* [Extrait choisi]
Y a-t-il des « sociétés sans histoire » ?
Extrait du document
«
Le terme de société s'oppose à l'état naturel des rapports humains : elle correspond à l'organisation juridique de la société dans laquelle tous les rapports
entre les individus sont définis et régis par la loi.
Dans la société civile, l'individu est défini comme un citoyen possédant des droits et des devoirs
personnels prescrits par l'état.
Lorsque nous nous demandons s'il existe des sociétés sans histoire, nous posons en réalité un faisceau de questions puisque nous pouvons entendre cette
expression en plusieurs sens : une société sans histoire est en effet une société qui ne semble pas avoir évoluée, qui semble être demeurée la même à
travers le temps.
En somme, nous pouvons nous demander s'il existe des sociétés stationnaires.
Mais le sujet peut s'entendre d'une autre manière, si nous
faisons référence à une expression commune : « les gens heureux sont sans histoire ».
Cette parole dogmatique nous invite à reconsidérer les sociétés
sans histoire comme des sociétés qui n'ont pas de conflits majeurs, qui n'ont pas été victimes de grands malheurs au cours du temps.
Poser la question :
« y'a-t-il des sociétés sans histoire ? » revient donc à demander « y'a-til des sociétés heureuses ? ».
Enfin, nous pouvons aborder le problème posé par la
question à partir d'un autre point de vue : lorsque nous nous demandons « y-a-t-il des sociétés sans histoire ? » nous nous demandons en effet s'il existe
des sociétés privées d'un récit tenant compte de leur fondation et de leur évolution à travers le temps.
La question peut donc être reformulée ainsi : « y-a-til des sociétés qui n'opèrent pas de retour réflexif sur elle-même au moyen de leur mémoire » ?
Nous étudierons donc cette série de problèmes impliqués par cette formulation dense et équivoque : « sans histoire ».
I.
a.
Y a-t-il des sociétés stationnaires ?
Sociétés stationnaires et sociétés cumulatives
Dans Race et Histoire (1952), Lévi-Strauss distingue les sociétés stationnaires des sociétés cumulatives.
Les premières sont des sociétés qui ne
semblent pas avoir connu d'évolution au cours des siècles, dont l'économie, la science, la technique, ne se sont que très partiellement modifiées depuis
leur fondation (pensons par exemple à la société pygmée, magnifiquement dépeinte dans le film Man to man).
A contrario, une société cumulative est une
société dont les caractéristiques se sont modifiées considérablement avec les siècles : ces modifications sont celles de la technique, des structures
étatiques (monarchie féodale, puis absolue, puis république par exemple) etc.
b.

* [Consigne 1]
Dans l'extrait sur les sociétés sans histoire, quel film est cité pour illustrer la société pygmée ?

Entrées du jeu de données
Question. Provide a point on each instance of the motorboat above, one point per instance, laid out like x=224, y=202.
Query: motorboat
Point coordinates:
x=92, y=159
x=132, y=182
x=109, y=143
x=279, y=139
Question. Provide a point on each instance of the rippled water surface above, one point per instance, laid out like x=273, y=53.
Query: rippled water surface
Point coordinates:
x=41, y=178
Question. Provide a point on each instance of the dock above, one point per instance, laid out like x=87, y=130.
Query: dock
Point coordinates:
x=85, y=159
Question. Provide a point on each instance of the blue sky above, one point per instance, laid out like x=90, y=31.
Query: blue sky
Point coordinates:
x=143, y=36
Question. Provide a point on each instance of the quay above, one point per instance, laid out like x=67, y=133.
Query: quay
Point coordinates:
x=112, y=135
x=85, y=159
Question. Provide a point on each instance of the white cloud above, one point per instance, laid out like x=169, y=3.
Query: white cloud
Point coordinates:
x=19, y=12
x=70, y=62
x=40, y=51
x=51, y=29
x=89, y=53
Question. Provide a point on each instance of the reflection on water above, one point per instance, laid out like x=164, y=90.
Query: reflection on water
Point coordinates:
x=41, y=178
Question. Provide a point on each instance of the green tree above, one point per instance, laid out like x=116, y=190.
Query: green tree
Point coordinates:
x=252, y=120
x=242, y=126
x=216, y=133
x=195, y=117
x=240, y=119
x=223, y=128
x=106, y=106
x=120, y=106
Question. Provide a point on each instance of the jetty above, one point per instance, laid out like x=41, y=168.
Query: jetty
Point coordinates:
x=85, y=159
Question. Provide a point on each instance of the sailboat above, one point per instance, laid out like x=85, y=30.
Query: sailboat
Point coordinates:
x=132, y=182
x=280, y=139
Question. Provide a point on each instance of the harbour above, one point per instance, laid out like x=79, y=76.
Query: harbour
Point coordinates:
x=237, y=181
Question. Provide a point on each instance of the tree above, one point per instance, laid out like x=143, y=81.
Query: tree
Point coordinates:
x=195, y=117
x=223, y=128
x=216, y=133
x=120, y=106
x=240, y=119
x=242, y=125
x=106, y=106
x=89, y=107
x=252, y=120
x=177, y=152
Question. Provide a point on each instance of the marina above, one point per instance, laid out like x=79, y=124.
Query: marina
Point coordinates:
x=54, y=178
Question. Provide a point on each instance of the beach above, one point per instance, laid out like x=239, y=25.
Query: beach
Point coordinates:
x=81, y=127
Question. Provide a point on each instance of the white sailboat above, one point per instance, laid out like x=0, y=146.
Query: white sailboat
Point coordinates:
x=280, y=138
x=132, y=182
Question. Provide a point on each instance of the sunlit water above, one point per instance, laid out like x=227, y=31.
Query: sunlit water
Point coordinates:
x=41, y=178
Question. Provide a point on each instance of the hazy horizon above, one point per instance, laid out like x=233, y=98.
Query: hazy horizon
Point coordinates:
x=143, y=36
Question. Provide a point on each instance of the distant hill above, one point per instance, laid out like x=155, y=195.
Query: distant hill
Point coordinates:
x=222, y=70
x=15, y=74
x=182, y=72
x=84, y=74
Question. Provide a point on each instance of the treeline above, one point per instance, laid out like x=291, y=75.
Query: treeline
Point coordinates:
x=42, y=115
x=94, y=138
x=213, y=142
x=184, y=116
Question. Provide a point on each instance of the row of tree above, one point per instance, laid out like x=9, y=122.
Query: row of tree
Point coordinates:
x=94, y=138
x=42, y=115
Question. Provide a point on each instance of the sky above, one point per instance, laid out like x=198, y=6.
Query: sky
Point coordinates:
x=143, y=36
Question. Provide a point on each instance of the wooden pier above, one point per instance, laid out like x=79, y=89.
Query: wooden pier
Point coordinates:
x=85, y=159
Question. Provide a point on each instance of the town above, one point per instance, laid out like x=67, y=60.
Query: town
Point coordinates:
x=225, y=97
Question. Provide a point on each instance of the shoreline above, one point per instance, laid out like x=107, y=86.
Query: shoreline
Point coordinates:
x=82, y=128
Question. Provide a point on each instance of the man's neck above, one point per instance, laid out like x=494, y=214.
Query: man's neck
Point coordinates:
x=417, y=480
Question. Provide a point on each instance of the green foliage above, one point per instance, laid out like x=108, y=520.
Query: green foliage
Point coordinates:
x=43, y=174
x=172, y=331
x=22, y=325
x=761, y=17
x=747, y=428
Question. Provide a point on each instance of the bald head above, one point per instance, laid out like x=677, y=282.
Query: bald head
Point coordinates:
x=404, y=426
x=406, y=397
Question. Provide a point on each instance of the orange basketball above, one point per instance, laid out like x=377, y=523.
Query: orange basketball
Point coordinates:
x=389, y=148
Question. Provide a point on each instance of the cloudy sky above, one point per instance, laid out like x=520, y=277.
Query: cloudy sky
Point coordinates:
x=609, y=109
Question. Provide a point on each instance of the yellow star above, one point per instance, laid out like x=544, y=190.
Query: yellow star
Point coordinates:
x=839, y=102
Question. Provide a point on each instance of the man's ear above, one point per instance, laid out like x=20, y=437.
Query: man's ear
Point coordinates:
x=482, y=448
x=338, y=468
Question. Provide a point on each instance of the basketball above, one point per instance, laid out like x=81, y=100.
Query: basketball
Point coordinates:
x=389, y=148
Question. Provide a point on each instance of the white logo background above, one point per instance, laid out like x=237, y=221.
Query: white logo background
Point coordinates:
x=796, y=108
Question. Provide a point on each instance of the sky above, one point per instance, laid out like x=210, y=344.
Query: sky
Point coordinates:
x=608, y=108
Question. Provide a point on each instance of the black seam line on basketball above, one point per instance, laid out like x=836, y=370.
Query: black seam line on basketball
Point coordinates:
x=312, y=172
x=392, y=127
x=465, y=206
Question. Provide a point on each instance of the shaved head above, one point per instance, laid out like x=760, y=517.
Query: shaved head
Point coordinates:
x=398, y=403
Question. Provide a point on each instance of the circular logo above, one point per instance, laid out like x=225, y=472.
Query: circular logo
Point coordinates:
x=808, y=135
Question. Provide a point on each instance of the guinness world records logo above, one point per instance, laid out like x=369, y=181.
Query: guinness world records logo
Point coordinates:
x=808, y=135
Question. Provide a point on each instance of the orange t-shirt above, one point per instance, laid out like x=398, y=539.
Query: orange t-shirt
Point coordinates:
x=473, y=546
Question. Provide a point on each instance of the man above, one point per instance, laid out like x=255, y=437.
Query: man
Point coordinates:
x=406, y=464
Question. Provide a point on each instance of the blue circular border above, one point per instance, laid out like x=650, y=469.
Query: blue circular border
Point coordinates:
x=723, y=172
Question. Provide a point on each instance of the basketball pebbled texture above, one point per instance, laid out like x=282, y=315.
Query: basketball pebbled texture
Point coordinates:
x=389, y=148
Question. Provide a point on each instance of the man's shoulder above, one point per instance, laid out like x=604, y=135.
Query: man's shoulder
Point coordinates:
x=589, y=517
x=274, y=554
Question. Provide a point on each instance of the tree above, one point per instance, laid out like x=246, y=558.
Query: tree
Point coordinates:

* [Consigne 2]
Transcrivez en liste JSON de chaînes, une chaîne par ligne et sans lignes vides, la partie des entrées qui commence à leur première ligne et se termine par la ligne contenant "x=279, y=139", celle-ci comprise.

* [Résultat final 1]
Le film Man to man.

* [Résultat final 2]
[
  "Question. Provide a point on each instance of the motorboat above, one point per instance, laid out like x=224, y=202.",
  "Query: motorboat",
  "Point coordinates:",
  "x=92, y=159",
  "x=132, y=182",
  "x=109, y=143",
  "x=279, y=139"
]